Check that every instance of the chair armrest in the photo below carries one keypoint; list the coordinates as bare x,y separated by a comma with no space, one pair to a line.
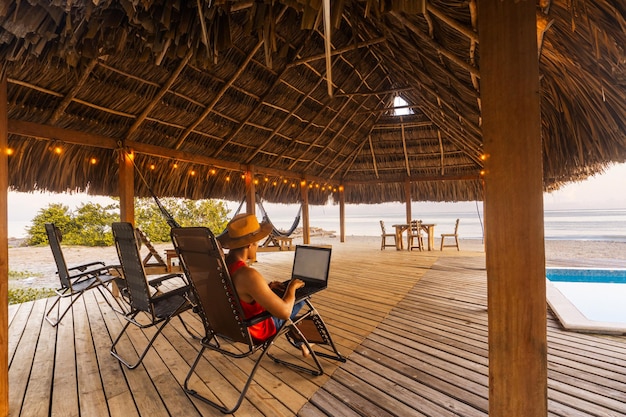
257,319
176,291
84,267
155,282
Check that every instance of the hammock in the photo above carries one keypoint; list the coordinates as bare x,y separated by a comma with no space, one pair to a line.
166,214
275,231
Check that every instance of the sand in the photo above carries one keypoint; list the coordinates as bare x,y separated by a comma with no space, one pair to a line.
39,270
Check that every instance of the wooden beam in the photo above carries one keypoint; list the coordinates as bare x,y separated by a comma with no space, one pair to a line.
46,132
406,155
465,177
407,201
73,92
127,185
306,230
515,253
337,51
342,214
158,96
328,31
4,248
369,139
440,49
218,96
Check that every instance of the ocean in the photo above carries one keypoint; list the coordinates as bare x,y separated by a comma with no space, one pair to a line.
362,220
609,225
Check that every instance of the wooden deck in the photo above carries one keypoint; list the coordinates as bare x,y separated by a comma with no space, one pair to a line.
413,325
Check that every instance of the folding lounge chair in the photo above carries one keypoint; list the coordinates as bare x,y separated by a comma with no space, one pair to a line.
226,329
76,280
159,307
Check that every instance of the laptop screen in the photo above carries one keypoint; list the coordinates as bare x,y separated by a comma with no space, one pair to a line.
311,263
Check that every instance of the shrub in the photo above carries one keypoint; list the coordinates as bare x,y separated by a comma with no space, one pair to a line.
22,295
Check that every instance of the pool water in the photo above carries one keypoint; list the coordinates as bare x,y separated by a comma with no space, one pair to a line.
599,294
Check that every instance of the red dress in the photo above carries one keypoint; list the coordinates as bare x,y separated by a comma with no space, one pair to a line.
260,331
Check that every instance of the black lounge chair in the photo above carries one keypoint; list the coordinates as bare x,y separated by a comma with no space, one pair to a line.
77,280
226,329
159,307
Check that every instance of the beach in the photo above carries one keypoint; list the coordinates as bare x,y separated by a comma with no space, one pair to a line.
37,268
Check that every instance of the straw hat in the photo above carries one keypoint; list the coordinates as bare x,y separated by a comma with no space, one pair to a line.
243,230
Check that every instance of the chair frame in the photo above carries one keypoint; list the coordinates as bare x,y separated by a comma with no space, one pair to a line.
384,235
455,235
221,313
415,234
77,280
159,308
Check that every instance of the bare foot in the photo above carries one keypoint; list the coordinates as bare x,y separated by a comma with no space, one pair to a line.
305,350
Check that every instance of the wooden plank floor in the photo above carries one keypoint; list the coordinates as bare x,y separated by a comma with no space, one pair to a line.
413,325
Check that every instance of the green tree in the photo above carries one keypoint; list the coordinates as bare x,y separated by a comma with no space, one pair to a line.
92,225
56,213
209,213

----

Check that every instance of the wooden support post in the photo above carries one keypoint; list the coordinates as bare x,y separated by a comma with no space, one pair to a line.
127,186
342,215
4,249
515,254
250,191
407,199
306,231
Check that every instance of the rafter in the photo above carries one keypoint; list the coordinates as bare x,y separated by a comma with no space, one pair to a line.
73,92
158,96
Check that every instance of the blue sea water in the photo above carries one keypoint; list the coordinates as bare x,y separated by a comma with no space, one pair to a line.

----

#### Exercise aim:
Pick out each line of the listing above that contains the word "lounge", and copy those lines.

#### Solution to the exercise:
Check that every instance of the folding lounge chair in the photo above carries one keypoint; list the coordinates as bare x,y separated by a comma with no space, one pair to a line.
Check that every instance of the black lounge chair in the photo above carries one keypoint; list the coordinates as bare x,y separated by a comma with no space, one pair to a line.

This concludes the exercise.